> **EXERCISE AIM**
Retype all of the listing exactly, with no pictures.

> **RECORDS FOR PROCESSING**
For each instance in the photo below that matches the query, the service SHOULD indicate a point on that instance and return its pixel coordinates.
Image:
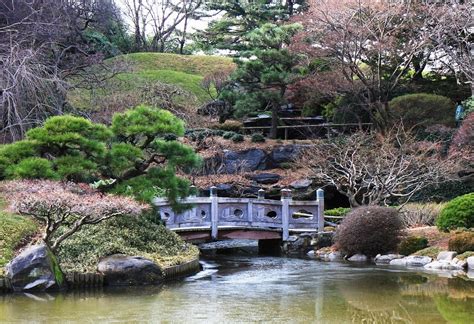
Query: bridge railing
(216, 212)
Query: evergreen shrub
(459, 212)
(422, 109)
(32, 168)
(461, 242)
(369, 230)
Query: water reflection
(276, 290)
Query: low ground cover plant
(459, 212)
(420, 214)
(412, 244)
(64, 208)
(462, 242)
(369, 230)
(127, 235)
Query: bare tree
(64, 208)
(453, 34)
(43, 54)
(375, 169)
(369, 45)
(157, 20)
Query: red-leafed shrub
(64, 207)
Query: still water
(235, 289)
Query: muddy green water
(262, 289)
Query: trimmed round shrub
(412, 244)
(422, 109)
(32, 168)
(237, 138)
(257, 138)
(228, 135)
(369, 230)
(459, 212)
(461, 242)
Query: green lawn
(14, 229)
(123, 91)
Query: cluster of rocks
(445, 261)
(36, 269)
(253, 159)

> **TASK SOLUTION**
For each instance in the photo below that matches the query, the service SHOULD indicate a point on that instance and return its pixel coordinates.
Image:
Query: bridge railing
(216, 212)
Query: evergreen shrub
(459, 212)
(422, 109)
(32, 168)
(461, 242)
(369, 230)
Query: water reflection
(276, 290)
Query: low ground cover plant
(459, 212)
(420, 214)
(412, 244)
(64, 208)
(462, 242)
(369, 230)
(127, 235)
Query: bare tree
(64, 208)
(453, 34)
(43, 54)
(375, 169)
(369, 45)
(157, 20)
Query: red-leafed shrub
(64, 207)
Query: still water
(235, 289)
Query: muddy green water
(262, 289)
Query: trimmed round shrub
(412, 244)
(422, 109)
(32, 168)
(237, 138)
(257, 138)
(228, 135)
(369, 230)
(459, 212)
(461, 242)
Query: green lawn
(14, 229)
(123, 91)
Query: cluster of rocks
(445, 261)
(36, 269)
(253, 159)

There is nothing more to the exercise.